__The records__

>> BEGIN

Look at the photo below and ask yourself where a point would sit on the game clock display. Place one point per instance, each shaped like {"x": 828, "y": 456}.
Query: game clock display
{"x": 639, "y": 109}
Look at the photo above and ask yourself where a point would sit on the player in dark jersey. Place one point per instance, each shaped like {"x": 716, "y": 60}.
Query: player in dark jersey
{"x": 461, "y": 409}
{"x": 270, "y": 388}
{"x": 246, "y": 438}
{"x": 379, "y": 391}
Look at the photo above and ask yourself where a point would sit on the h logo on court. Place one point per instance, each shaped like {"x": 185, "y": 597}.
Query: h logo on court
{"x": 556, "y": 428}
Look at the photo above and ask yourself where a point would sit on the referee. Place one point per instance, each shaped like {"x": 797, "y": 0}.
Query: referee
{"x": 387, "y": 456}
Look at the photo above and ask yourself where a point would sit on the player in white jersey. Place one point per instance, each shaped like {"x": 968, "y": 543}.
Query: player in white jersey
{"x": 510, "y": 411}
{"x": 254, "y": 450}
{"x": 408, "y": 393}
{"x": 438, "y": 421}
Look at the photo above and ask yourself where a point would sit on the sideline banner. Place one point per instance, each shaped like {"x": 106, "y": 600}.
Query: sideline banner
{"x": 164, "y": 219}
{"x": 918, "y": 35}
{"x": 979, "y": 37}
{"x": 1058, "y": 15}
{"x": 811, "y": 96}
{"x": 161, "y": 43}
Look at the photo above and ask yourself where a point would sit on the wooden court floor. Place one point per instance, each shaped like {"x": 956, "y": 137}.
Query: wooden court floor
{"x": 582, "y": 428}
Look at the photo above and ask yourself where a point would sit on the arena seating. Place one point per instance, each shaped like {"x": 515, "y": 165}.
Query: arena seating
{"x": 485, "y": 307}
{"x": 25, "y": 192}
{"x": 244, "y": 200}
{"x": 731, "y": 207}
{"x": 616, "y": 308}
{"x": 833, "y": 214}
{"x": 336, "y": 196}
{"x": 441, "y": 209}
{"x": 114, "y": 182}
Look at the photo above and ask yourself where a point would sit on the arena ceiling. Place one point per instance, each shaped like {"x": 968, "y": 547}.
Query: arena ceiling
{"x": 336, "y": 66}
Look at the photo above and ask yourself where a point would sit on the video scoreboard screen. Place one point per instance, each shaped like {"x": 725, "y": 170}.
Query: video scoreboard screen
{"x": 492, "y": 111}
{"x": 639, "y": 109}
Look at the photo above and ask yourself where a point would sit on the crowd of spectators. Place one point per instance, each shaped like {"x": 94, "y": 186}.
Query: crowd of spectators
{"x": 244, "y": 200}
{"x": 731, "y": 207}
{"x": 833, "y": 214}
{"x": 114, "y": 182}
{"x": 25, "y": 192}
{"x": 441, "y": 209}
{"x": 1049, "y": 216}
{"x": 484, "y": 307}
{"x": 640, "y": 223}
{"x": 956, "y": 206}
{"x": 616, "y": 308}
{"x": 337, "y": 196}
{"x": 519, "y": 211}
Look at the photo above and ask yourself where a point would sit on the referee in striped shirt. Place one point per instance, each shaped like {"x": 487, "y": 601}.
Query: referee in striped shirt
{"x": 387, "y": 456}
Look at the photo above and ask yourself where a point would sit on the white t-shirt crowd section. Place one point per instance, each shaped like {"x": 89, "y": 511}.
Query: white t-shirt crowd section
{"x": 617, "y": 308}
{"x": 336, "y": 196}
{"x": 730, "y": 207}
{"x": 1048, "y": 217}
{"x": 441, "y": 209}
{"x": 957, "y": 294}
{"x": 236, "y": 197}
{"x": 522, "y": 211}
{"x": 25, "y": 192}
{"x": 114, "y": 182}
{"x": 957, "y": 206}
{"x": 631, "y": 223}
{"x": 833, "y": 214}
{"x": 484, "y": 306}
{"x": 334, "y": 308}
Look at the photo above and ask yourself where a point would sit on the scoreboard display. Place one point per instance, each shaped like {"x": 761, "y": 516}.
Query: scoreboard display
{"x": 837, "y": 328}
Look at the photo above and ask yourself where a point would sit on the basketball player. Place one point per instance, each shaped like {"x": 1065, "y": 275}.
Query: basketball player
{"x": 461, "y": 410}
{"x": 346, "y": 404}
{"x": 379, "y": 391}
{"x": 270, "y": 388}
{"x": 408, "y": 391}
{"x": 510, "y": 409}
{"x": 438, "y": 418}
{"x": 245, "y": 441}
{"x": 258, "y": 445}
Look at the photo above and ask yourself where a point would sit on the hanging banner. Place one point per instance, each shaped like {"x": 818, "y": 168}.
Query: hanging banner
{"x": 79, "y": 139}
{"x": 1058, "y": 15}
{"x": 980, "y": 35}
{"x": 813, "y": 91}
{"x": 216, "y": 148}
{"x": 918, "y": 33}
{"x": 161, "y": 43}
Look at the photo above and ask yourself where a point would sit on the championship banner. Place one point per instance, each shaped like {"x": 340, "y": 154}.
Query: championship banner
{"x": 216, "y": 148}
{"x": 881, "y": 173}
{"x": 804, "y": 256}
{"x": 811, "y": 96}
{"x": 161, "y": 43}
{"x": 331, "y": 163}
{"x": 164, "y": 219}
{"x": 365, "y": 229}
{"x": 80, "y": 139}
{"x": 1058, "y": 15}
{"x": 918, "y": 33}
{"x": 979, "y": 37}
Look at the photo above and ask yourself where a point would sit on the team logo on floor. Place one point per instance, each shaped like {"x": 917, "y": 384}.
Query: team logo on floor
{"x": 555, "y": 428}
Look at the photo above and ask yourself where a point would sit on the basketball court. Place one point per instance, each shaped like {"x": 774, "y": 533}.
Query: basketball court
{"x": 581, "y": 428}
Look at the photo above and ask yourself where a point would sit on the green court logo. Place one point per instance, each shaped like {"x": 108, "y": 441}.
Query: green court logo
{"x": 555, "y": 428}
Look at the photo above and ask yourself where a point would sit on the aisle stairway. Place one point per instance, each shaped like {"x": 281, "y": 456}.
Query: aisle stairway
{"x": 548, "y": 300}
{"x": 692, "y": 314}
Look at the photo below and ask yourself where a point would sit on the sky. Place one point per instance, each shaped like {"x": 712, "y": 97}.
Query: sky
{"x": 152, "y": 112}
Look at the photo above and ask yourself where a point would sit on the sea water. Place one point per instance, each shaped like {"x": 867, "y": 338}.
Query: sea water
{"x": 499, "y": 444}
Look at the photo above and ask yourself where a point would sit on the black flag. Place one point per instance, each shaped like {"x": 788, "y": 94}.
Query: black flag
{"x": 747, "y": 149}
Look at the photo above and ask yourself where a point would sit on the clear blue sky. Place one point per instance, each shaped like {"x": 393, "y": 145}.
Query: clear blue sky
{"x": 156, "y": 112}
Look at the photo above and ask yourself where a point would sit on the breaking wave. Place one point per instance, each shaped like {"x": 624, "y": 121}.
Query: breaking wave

>> END

__Prompt__
Reproduce the data above verbatim, from its first line through its last.

__Solved problem__
Look at the photo below and ask yourself where a point would sit on the game clock display. Place one point per instance, each shaped like {"x": 828, "y": 456}.
Query: game clock display
{"x": 639, "y": 109}
Look at the photo above and ask yourself where a point would sit on the player in dark jersey. Place one point per instance, each shaped like {"x": 716, "y": 60}.
Query: player in dark jersey
{"x": 461, "y": 409}
{"x": 270, "y": 388}
{"x": 246, "y": 438}
{"x": 379, "y": 391}
Look at the photo above and ask yourself where a point would sit on the h logo on court. Place one point per instance, each shaped like {"x": 185, "y": 597}.
Query: h logo on court
{"x": 556, "y": 428}
Look at the photo above and ask yourself where a point would sit on the referee. Place one point per instance, each shaped like {"x": 797, "y": 0}.
Query: referee
{"x": 387, "y": 456}
Look at the photo above and ask yourself where a point would sit on the player in white jersey. Place one point per instance, each shaped like {"x": 968, "y": 543}.
Query: player in white jersey
{"x": 510, "y": 411}
{"x": 254, "y": 450}
{"x": 408, "y": 393}
{"x": 438, "y": 421}
Look at the photo above and ask yourself where a point would sit on the sideline banner. Place one point per instance, each shaped like {"x": 106, "y": 600}.
Query: sideline banner
{"x": 164, "y": 219}
{"x": 918, "y": 35}
{"x": 979, "y": 37}
{"x": 1058, "y": 15}
{"x": 811, "y": 96}
{"x": 161, "y": 43}
Look at the photo above and ask yourself where a point would sit on the wooden court floor. Place one point per instance, each shaped like {"x": 956, "y": 137}.
Query: wooden court floor
{"x": 582, "y": 428}
Look at the photo above and ask yourself where a point would sit on the arena seating. Place one point per instance, each shaped like {"x": 515, "y": 165}.
Query: arena seating
{"x": 485, "y": 307}
{"x": 25, "y": 192}
{"x": 244, "y": 200}
{"x": 731, "y": 207}
{"x": 616, "y": 308}
{"x": 833, "y": 214}
{"x": 336, "y": 196}
{"x": 441, "y": 209}
{"x": 114, "y": 182}
Look at the photo above and ask yourself where a point would sit on the arena ceiling. Place one point per instance, each shaped like {"x": 968, "y": 547}.
Query: arena ceiling
{"x": 336, "y": 66}
Look at the photo above and ask yourself where a point would sit on the video scoreboard screen. Place one point per instance, each shaped like {"x": 725, "y": 170}.
Query: video scoreboard screen
{"x": 492, "y": 111}
{"x": 639, "y": 109}
Look at the photo above and ask yourself where a point would sit on the crowd of spectators. Place one point per instance, each shaped like {"x": 94, "y": 186}.
Query: crowd of spectators
{"x": 244, "y": 200}
{"x": 731, "y": 207}
{"x": 833, "y": 214}
{"x": 114, "y": 182}
{"x": 25, "y": 192}
{"x": 441, "y": 209}
{"x": 1049, "y": 216}
{"x": 484, "y": 307}
{"x": 640, "y": 223}
{"x": 956, "y": 206}
{"x": 616, "y": 308}
{"x": 337, "y": 196}
{"x": 519, "y": 211}
Look at the photo above and ask yourself where a point would sit on the referee in striped shirt. Place one point per instance, each shaped like {"x": 487, "y": 601}.
Query: referee in striped shirt
{"x": 387, "y": 456}
Look at the photo above and ask yourself where a point would sit on the white t-shirt crowd section. Place one point per instance, each shaped like {"x": 89, "y": 511}.
Query: white t-shirt crowd section
{"x": 617, "y": 308}
{"x": 336, "y": 196}
{"x": 730, "y": 207}
{"x": 1048, "y": 217}
{"x": 441, "y": 209}
{"x": 957, "y": 294}
{"x": 236, "y": 197}
{"x": 522, "y": 211}
{"x": 25, "y": 192}
{"x": 114, "y": 182}
{"x": 957, "y": 206}
{"x": 631, "y": 223}
{"x": 833, "y": 214}
{"x": 484, "y": 306}
{"x": 334, "y": 308}
Look at the photo above and ask yourself where a point would sit on the scoreboard display. Place one point per instance, each shaped like {"x": 761, "y": 516}.
Query: scoreboard display
{"x": 837, "y": 328}
Look at the photo above and ask yourself where a point would sit on the basketball player. Place one point per instance, each shaped like {"x": 1065, "y": 275}.
Query: basketball player
{"x": 461, "y": 410}
{"x": 346, "y": 404}
{"x": 379, "y": 391}
{"x": 270, "y": 388}
{"x": 408, "y": 391}
{"x": 510, "y": 409}
{"x": 438, "y": 418}
{"x": 245, "y": 441}
{"x": 258, "y": 445}
Look at the photo above and ask yourself where a point would sit on the hanging banner. Place one point per instance, each shaped like {"x": 818, "y": 168}.
Query: hanging banner
{"x": 79, "y": 139}
{"x": 1058, "y": 15}
{"x": 980, "y": 35}
{"x": 813, "y": 91}
{"x": 216, "y": 148}
{"x": 918, "y": 33}
{"x": 161, "y": 43}
Look at the photo above and ask yourself where a point would sit on the championship banner. Place one point per instance, each shaped like {"x": 340, "y": 154}.
Query: championship banner
{"x": 216, "y": 148}
{"x": 881, "y": 173}
{"x": 804, "y": 256}
{"x": 811, "y": 96}
{"x": 161, "y": 43}
{"x": 331, "y": 163}
{"x": 164, "y": 219}
{"x": 365, "y": 229}
{"x": 80, "y": 139}
{"x": 1058, "y": 15}
{"x": 918, "y": 33}
{"x": 979, "y": 37}
Look at the photo above and ask yourself where a point would sit on the team logo on floor. Place one point per instance, each shaped like {"x": 917, "y": 384}.
Query: team logo on floor
{"x": 555, "y": 428}
Look at the photo above and ask yourself where a point would sit on the basketball court. Place one point per instance, each shaped like {"x": 774, "y": 533}.
Query: basketball court
{"x": 581, "y": 428}
Look at the photo above and ask yourself where a point would sit on the green court logo. Place one point per instance, each shaped like {"x": 108, "y": 441}.
Query: green court logo
{"x": 555, "y": 428}
Look at the photo above and ask yourself where a point would sit on the aisle stairway. Place one point per instance, each shaped like {"x": 281, "y": 456}.
Query: aisle stairway
{"x": 548, "y": 300}
{"x": 692, "y": 314}
Look at the photo below and ask yourself where a point would sit on the sky. Place one point per instance, each shaped like {"x": 712, "y": 97}.
Query: sky
{"x": 152, "y": 112}
Look at the photo above and ask yourself where a point would sit on the sea water. Place one point per instance, each shaped like {"x": 867, "y": 338}.
Query: sea water
{"x": 499, "y": 444}
Look at the photo above and ask yourself where a point would sit on the black flag. Place one point per instance, each shaped like {"x": 788, "y": 94}.
Query: black flag
{"x": 747, "y": 149}
Look at the photo above and ask yourself where a point would sit on the clear blue sky. Place one point per instance, each shaped like {"x": 393, "y": 145}.
Query: clear blue sky
{"x": 156, "y": 112}
Look at the photo above and ask yourself where a point would sit on the breaking wave. Place one point per instance, each shaped like {"x": 624, "y": 121}.
Query: breaking wave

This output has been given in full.